### [THE PROBLEM]
Each line in the records that mentions the word "pixels" needs to be listed.

*** PROVIDED MATERIAL ***

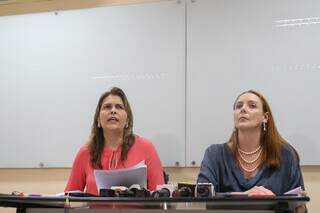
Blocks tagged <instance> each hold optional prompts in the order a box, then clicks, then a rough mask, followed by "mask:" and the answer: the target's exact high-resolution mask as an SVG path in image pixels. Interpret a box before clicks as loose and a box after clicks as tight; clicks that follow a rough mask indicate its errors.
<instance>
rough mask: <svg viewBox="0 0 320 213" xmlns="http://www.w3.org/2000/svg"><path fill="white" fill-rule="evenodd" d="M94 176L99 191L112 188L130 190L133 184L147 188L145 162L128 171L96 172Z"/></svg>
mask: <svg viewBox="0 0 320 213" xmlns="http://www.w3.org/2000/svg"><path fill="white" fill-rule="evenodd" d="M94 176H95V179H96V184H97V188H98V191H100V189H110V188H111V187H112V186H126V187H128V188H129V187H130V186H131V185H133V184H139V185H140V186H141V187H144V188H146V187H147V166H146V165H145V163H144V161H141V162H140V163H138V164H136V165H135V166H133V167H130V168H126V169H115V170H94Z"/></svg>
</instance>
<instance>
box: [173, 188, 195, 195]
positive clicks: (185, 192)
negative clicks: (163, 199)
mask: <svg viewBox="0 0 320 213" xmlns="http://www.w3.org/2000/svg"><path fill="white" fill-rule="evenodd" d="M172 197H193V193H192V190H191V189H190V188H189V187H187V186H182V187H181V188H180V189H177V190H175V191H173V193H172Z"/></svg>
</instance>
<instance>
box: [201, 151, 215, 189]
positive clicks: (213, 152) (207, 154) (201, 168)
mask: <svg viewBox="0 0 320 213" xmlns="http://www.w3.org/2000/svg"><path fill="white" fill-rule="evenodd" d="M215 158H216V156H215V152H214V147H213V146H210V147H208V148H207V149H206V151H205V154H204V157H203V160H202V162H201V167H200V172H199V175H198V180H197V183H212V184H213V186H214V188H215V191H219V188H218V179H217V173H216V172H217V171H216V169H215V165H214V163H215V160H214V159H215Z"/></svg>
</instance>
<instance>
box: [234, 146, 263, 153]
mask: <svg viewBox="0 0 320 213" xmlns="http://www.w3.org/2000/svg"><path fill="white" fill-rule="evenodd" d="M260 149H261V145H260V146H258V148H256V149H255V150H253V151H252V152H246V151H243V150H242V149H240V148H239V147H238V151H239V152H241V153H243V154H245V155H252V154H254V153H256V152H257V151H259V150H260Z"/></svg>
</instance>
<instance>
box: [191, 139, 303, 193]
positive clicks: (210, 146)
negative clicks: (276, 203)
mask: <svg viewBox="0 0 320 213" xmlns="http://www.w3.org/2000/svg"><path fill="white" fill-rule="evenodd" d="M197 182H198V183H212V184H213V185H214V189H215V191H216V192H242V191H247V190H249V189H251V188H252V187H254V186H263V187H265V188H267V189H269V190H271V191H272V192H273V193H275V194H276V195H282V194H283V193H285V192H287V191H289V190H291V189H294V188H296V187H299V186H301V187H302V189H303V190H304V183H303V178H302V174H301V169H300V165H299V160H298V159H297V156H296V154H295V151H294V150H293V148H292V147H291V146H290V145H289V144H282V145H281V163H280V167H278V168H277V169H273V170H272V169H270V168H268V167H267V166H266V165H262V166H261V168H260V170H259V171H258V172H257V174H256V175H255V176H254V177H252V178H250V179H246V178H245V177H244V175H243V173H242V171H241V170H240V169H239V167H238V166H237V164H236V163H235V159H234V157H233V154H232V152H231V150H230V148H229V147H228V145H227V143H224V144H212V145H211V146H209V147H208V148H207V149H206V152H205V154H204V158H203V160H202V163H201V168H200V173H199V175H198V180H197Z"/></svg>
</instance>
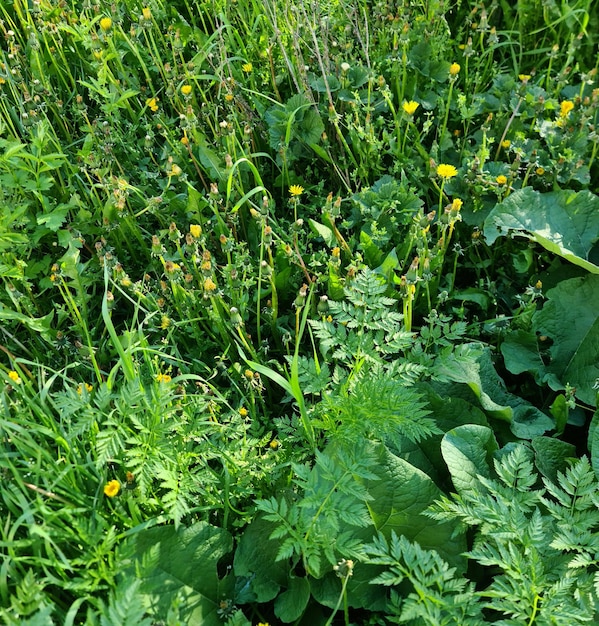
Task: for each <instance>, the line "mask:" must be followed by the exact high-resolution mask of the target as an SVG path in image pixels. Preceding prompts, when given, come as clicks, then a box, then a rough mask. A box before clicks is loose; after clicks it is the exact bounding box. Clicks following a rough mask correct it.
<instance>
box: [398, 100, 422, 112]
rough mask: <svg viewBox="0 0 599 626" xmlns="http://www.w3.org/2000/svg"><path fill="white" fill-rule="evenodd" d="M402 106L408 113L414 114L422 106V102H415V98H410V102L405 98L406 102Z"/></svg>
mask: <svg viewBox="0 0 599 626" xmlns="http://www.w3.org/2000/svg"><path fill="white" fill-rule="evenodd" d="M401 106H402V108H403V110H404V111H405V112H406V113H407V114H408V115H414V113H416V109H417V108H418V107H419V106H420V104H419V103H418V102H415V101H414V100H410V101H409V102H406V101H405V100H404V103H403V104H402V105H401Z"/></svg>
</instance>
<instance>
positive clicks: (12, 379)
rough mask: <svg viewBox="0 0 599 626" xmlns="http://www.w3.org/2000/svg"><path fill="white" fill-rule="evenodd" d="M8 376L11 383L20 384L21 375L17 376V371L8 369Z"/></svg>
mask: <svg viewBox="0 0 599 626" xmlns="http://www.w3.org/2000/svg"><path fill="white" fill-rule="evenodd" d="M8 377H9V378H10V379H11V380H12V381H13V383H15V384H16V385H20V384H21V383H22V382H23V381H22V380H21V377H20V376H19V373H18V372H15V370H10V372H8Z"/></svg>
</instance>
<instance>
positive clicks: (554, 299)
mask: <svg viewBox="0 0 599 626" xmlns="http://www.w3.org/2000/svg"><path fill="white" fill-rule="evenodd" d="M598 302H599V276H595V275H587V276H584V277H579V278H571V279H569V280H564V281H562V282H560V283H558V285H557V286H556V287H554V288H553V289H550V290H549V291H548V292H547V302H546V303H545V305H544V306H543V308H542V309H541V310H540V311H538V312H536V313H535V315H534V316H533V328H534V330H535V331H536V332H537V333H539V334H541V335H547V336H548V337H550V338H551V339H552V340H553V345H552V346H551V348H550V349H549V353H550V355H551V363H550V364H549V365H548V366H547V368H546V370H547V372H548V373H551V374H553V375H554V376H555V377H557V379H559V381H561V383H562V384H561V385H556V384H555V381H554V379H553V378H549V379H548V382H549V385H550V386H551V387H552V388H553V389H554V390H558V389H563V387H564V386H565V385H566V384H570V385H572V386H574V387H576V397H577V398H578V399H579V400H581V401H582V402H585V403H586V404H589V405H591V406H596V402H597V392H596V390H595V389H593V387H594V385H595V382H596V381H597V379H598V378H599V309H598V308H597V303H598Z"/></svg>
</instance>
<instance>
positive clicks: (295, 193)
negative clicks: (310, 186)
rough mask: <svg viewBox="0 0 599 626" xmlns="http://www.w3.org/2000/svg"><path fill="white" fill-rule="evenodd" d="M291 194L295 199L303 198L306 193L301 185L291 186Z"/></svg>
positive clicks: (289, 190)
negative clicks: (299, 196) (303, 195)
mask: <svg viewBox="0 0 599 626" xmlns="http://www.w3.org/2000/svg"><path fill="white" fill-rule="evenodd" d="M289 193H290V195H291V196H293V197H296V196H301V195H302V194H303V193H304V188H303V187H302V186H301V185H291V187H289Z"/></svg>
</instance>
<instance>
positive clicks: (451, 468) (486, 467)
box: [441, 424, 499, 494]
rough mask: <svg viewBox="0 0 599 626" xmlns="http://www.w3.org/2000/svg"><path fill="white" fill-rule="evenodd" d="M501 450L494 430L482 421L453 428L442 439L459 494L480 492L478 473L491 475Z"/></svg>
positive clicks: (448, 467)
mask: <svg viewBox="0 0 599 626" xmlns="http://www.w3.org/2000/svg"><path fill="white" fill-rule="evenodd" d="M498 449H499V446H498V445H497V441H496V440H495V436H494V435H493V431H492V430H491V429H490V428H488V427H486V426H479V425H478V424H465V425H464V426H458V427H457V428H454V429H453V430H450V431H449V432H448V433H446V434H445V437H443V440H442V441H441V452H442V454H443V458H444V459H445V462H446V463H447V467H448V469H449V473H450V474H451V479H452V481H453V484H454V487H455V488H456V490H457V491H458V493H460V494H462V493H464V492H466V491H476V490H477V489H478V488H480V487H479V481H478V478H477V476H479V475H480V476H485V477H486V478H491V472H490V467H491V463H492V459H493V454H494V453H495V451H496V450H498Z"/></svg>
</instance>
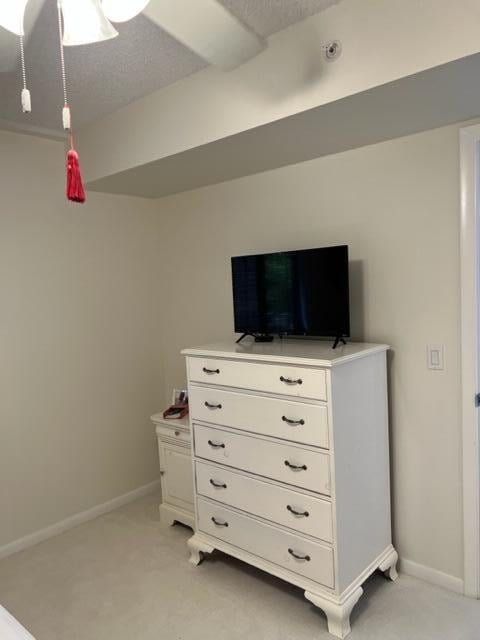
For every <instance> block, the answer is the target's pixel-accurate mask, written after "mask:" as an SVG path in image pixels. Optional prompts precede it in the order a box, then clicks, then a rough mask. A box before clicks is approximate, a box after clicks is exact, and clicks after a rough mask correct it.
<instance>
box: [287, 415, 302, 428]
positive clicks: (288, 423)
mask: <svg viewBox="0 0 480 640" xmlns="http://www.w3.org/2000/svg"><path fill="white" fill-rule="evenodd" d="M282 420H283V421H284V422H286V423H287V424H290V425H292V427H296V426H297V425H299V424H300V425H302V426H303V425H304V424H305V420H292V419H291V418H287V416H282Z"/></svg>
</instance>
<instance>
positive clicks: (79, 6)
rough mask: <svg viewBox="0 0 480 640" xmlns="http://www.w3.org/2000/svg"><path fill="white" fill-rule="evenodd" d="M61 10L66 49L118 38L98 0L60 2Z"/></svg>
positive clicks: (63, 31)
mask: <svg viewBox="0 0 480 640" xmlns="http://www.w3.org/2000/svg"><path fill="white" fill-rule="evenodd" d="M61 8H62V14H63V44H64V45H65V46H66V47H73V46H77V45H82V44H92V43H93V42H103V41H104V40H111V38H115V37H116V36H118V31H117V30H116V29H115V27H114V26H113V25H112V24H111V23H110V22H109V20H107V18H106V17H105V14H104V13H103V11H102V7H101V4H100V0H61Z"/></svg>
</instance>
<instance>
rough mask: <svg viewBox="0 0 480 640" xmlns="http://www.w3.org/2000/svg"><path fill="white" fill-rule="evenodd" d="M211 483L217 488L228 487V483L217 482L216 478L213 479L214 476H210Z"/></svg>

*** End of PROVIDED MATERIAL ***

### [TASK OUTPUT]
Blocks tagged <instance> each hold optional prompts in the order a box, then clicks, then a rough mask, followed by "mask:" and the answer: the target's exact high-resolution mask as an SVG path in image pixels. Interpret a box before clicks as loose and a box after clicks as tight; clicks that follow a rough mask indicate its errors.
Task: for each <instance>, the line "mask:" must be followed by the exact high-resolution mask of the target as an SVG path in image pixels. Preceding prompts, when given, come as clicks, then a box, then a rough mask. A box before clicks is loose; after clicks it is the exact bounding box. Clicks following a rough mask correct it.
For every <instance> block, the answer is the target's pixel-accurate mask, written after "mask:" as an SVG path in image pixels. Optional prompts precede it in the order a box, then clicks, then a rough mask. A box before clicks is approximate, a box after clicks is exact, and clicks after a rough mask correct it.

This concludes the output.